Slap back to Reality
10:00 p.m. & Tuesday, Apr. 20, 2004

There are going to be things in my life that I won't be able to control. I sat in the back of Brants car today and I cried as hard as I wanted to. I just cried and cried and cried.. because I realized that everything people have been telling me is right. I realized that there is a chance that reality can and will happen and I can't be oblivious to it. I realized a lot of things tonight, without intentionally wanting to.

Fucking up with Yuu, as bad as it sounds, was the best thing that could happen to me at the moment. It made me realize that once you grow up, once you learn things, you can't revert back to the person you were before. You can't just go and 'unlearn' everything you spent months trying to. That's what I was trying to do. I wanted to become the person I was in August because it was easier that way. Screwing up with Yuuriko let me realize that reality does exist, I do have problems, but I am making an effort to fix them. That's really what matters now.

Brant told me that my attempt for something good, was better then the outcome of bad in the current situation. But after crying myself out, eventually I talked myself through everything with some guidance and prodding from Stacy and Brant. I understood concepts that have been biting me in the ass for just too long.

Data block
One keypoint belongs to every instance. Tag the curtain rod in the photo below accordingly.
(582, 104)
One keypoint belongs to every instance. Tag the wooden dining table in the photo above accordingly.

What the task asks
Continue the "Slap back to Reality" journal entry above, starting right after its last sentence.

Answer to the problem
I set my mind on a safety default of worrying, overracting, thinking too much, and just concentrated on one single thing. Now that default is no longer needed, but I'm having trouble over riding the system. By making a mistake, I realized how to over ride it. By crying and identifying that there is a chance that my happily ever after of a future may not happen. Not to say I don't hope and pray every night that it will.. but knowing instead of hiding from the fact that reality just might happen, makes it easier to cope with. Easier to not worry so much about it. Murphy's law. Whatever can go wrong, will. I just need to stop hiding in this little world and start living. It's going to be easier now.. I know it will.

Yuuriko doesn't seem as upset at me, we had a wonderful conversation. She seemed pretty happy. Her mother gave her a cell phone. So yay! Voicemail out the wazoo now. Hn. I've got to go, I've got some things to take care of.. so I'm out.

Courtney

remember when?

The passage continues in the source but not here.